**Short exercise**:
Please write out the material again, starting with the line with "Indicate the man's hand" and going on through the line with "[(270, 384)]", and swap "mustard field" for "wheat field" with nothing else changed. Return only those lines.

**Entries provided**:
▬▬▬
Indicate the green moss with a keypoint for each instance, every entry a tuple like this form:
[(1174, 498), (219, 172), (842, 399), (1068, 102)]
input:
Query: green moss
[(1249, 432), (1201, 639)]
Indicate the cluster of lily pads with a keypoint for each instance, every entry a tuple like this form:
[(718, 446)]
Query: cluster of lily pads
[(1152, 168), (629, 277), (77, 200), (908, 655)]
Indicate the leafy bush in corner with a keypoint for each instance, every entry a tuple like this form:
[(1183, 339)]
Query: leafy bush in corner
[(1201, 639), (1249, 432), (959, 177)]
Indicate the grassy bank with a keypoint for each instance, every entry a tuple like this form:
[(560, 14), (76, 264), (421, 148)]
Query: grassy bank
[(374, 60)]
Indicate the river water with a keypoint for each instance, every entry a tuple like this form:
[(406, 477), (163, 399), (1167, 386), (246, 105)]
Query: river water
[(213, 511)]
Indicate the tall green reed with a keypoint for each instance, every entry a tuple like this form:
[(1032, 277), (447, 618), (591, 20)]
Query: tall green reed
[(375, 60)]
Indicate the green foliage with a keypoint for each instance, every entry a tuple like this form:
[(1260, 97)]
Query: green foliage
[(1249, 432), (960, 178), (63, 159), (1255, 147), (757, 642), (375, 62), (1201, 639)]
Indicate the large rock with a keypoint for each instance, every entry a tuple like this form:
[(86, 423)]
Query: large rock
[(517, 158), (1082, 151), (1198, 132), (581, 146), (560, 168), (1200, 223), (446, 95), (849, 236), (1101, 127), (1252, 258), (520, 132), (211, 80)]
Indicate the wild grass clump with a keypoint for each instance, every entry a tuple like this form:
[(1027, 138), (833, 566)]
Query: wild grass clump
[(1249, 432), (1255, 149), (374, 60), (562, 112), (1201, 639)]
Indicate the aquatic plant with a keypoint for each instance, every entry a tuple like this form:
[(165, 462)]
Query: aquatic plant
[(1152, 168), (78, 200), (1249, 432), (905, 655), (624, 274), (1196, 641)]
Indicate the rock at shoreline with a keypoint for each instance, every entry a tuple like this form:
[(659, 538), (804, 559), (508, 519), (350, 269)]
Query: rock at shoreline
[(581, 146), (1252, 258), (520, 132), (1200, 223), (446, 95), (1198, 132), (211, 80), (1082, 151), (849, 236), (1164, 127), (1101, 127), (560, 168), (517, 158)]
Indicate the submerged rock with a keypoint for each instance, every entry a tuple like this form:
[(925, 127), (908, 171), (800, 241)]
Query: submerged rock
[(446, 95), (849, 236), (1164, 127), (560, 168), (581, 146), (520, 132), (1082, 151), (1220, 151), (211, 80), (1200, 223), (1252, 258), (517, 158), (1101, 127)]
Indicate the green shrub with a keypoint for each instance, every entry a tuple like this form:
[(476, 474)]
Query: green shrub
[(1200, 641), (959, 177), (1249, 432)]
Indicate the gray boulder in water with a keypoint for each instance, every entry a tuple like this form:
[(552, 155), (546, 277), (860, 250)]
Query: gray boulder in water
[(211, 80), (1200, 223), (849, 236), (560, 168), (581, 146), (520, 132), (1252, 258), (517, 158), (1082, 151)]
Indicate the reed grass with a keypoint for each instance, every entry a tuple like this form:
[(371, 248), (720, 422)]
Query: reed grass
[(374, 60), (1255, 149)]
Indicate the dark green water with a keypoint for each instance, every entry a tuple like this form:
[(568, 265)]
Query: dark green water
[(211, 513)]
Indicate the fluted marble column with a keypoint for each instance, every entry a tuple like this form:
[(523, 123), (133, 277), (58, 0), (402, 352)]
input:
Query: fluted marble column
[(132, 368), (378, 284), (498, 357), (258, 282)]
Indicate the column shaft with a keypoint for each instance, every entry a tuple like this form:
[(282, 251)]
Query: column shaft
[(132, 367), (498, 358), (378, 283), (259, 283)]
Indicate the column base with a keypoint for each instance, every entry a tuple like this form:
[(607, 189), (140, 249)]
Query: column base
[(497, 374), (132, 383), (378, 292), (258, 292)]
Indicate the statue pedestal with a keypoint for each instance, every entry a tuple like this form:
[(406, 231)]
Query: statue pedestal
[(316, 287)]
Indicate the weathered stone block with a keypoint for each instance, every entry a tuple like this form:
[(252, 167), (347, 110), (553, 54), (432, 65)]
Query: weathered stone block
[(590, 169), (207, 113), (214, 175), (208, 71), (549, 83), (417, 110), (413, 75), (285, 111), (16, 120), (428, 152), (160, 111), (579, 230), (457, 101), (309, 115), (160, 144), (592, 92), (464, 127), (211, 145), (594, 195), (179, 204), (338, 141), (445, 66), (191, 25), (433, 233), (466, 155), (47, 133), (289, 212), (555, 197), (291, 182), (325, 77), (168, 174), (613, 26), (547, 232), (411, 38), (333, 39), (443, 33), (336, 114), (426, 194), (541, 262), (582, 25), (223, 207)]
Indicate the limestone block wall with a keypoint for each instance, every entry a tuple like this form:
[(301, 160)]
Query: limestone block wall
▬▬▬
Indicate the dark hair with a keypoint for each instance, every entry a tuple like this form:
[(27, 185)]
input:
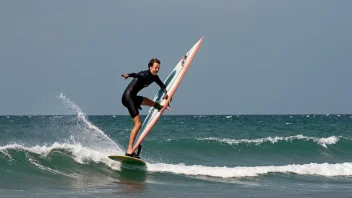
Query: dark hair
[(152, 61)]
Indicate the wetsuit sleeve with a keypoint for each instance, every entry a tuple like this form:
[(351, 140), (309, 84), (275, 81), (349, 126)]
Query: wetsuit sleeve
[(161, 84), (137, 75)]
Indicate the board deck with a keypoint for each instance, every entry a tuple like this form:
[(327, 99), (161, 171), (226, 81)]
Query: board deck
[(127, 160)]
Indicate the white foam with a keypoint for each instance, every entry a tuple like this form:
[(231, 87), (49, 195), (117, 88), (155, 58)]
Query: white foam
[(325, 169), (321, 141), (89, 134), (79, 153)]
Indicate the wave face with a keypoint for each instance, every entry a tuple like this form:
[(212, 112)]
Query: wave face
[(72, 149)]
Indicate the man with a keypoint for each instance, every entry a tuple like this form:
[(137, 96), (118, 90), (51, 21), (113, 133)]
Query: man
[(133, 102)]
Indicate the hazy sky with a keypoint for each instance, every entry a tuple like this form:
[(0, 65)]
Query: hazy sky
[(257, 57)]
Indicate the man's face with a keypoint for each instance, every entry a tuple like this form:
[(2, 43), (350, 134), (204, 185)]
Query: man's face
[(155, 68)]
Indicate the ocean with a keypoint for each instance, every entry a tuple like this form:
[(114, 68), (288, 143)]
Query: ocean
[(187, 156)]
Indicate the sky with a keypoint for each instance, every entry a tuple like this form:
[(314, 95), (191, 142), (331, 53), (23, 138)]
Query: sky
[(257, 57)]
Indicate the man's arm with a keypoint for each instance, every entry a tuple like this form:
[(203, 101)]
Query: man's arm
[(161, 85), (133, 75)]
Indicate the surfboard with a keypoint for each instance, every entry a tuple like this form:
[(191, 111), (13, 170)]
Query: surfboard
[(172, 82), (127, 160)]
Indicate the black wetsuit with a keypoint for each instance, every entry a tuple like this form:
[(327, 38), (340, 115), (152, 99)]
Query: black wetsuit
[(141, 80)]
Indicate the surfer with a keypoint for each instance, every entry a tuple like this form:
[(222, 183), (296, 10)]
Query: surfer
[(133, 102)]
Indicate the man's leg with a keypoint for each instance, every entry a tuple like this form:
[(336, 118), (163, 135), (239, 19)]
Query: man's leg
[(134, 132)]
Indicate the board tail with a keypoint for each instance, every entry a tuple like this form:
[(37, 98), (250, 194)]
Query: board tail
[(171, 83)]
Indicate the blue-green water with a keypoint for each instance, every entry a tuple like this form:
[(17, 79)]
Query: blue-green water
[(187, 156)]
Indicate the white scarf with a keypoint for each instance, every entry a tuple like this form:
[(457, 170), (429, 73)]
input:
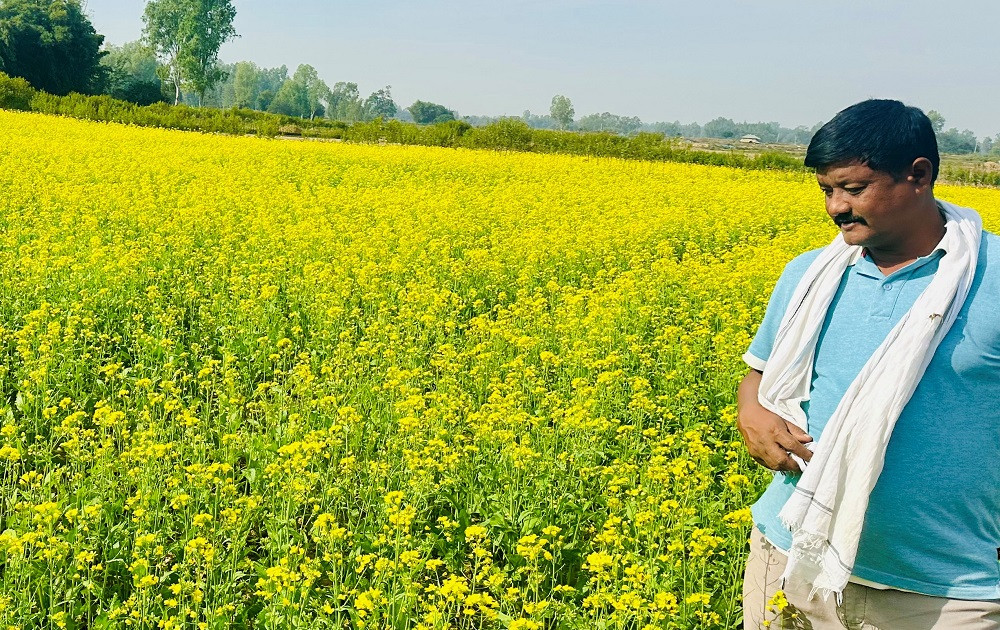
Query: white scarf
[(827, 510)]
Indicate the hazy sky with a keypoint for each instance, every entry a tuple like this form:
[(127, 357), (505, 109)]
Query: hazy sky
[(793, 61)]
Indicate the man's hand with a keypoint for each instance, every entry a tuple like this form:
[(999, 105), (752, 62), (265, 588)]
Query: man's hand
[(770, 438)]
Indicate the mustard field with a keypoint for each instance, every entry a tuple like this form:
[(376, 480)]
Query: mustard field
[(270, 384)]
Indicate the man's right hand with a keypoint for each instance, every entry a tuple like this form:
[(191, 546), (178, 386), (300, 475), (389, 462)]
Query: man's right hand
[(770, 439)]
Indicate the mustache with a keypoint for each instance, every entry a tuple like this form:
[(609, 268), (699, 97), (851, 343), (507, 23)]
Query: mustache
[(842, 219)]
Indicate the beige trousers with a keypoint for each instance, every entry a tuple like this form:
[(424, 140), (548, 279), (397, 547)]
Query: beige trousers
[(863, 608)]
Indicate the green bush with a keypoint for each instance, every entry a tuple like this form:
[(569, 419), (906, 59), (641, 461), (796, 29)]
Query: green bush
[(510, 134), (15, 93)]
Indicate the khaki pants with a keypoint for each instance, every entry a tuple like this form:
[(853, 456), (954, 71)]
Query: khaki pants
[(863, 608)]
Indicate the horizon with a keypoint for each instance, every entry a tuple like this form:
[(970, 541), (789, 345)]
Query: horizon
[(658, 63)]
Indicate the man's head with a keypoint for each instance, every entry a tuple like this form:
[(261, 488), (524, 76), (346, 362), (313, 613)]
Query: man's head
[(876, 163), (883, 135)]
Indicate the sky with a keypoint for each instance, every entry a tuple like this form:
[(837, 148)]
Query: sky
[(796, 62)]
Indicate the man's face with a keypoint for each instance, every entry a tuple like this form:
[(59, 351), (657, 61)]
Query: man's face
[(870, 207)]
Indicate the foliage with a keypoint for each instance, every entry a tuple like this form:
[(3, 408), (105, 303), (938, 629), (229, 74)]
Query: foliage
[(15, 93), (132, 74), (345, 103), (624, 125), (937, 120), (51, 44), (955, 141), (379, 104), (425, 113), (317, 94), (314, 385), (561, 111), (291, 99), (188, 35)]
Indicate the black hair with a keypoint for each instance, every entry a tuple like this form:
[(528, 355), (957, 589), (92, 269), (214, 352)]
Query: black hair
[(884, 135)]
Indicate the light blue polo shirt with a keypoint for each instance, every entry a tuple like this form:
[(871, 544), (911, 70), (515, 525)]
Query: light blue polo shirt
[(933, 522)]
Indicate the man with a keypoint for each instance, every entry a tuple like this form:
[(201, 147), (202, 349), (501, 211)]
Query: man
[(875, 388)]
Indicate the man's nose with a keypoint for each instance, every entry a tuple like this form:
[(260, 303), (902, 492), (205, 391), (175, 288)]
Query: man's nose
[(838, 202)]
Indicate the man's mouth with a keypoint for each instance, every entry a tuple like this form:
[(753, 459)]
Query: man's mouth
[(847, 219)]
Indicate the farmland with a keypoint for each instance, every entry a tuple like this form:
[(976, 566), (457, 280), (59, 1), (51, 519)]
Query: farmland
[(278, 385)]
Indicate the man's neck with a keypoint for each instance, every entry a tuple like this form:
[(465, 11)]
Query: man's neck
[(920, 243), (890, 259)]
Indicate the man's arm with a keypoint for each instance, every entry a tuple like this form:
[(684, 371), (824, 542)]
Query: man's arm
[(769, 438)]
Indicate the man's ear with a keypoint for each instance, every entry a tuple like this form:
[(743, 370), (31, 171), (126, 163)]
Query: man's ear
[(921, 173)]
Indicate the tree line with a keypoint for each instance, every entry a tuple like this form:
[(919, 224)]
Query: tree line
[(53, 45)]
▬▬▬
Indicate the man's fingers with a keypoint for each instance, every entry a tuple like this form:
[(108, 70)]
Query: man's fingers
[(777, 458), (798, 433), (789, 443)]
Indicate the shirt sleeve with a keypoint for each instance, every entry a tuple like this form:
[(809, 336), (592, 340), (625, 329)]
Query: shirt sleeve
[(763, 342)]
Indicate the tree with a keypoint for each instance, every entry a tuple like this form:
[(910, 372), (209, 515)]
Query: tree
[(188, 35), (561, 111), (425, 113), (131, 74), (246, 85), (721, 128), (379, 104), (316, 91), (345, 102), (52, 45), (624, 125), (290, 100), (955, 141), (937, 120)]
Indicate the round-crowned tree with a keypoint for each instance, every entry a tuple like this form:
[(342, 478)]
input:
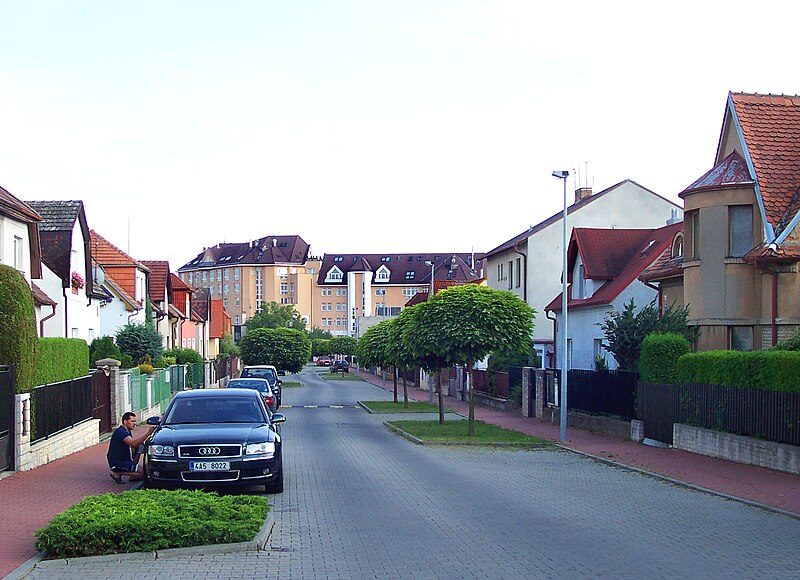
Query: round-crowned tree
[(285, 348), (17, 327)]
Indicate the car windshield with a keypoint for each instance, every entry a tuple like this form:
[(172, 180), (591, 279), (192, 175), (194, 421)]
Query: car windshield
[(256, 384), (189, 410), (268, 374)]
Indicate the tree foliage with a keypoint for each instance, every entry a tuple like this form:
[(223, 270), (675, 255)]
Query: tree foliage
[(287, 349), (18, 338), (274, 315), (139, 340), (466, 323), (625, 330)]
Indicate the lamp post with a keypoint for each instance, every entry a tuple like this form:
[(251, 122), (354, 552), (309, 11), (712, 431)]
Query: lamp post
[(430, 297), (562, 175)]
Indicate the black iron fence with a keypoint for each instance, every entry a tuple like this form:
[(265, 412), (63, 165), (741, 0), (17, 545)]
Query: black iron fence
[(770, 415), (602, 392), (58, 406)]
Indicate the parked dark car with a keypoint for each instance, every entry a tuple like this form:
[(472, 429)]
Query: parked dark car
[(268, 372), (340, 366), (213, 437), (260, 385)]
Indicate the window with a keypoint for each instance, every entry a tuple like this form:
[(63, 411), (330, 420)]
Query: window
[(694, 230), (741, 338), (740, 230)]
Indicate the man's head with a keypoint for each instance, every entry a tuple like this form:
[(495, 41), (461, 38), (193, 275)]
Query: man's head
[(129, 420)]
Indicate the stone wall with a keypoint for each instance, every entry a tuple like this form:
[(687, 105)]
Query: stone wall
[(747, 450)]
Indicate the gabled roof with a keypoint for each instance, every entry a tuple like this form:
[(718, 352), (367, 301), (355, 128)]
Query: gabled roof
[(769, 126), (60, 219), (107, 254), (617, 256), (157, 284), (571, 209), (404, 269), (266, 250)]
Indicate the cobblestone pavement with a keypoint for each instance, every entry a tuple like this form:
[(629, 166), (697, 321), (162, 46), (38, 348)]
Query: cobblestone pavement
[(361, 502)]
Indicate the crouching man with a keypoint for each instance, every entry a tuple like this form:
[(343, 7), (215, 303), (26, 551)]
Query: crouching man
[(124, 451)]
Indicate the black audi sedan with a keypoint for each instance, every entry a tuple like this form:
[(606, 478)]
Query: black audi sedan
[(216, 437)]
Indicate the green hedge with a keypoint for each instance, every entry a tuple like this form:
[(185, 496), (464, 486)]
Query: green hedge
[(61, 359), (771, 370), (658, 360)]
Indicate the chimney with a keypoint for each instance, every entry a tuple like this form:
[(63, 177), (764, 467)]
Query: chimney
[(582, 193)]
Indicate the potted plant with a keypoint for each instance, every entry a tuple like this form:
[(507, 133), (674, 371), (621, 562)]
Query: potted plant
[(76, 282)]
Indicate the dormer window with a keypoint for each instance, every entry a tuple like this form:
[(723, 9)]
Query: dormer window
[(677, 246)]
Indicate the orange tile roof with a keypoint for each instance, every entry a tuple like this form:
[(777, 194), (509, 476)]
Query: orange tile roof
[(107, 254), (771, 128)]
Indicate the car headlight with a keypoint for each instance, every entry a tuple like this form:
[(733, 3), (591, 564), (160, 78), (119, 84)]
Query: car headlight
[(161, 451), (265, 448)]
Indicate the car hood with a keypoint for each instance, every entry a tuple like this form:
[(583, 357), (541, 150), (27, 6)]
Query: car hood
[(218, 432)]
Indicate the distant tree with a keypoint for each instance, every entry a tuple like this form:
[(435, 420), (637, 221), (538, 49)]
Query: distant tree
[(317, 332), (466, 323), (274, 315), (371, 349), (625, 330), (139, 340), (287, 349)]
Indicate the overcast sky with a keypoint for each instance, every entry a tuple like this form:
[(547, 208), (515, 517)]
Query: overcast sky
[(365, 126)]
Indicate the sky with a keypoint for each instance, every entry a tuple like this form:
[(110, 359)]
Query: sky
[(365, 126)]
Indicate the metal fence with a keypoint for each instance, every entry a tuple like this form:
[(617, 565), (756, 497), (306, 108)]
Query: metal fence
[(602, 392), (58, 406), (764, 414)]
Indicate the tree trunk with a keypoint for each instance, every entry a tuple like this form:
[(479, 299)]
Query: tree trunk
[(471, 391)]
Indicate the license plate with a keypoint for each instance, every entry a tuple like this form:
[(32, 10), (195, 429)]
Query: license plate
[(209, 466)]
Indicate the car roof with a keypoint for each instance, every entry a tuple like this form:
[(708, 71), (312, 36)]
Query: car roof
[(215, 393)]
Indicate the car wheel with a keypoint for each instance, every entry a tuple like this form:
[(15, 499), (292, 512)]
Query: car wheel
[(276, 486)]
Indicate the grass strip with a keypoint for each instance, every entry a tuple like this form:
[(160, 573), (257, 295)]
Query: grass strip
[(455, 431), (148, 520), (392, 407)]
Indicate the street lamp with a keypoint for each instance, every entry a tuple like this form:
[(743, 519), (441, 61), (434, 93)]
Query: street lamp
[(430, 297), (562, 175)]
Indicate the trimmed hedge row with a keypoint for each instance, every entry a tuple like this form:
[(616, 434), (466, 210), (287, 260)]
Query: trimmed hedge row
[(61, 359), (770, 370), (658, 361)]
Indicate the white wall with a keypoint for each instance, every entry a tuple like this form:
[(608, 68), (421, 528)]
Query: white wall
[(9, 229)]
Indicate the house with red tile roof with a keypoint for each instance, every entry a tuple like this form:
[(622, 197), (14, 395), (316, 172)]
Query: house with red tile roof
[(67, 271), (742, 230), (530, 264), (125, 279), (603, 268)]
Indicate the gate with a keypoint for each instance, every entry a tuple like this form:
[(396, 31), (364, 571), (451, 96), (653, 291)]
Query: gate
▬▬▬
**Reply to the task**:
Indicate the man's hand with a keypoint for each instance, every entry a tuple like this form:
[(999, 105), (752, 62), (265, 588)]
Query: man's hand
[(770, 438)]
Indicate the wheat field with a keypoint for each instance, every entry a tuple like this form:
[(376, 480)]
Query: wheat field
[(270, 384)]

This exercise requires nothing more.